| Exercise objective |
Reproduce all of the entries below exactly, without a single change.

Dataset entries:
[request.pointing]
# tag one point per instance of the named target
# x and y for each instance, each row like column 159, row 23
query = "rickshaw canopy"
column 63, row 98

| Reply to the task |
[request.pointing]
# tag one point per instance of the named target
# x and y for each instance, each row like column 159, row 23
query = "rickshaw canopy"
column 63, row 98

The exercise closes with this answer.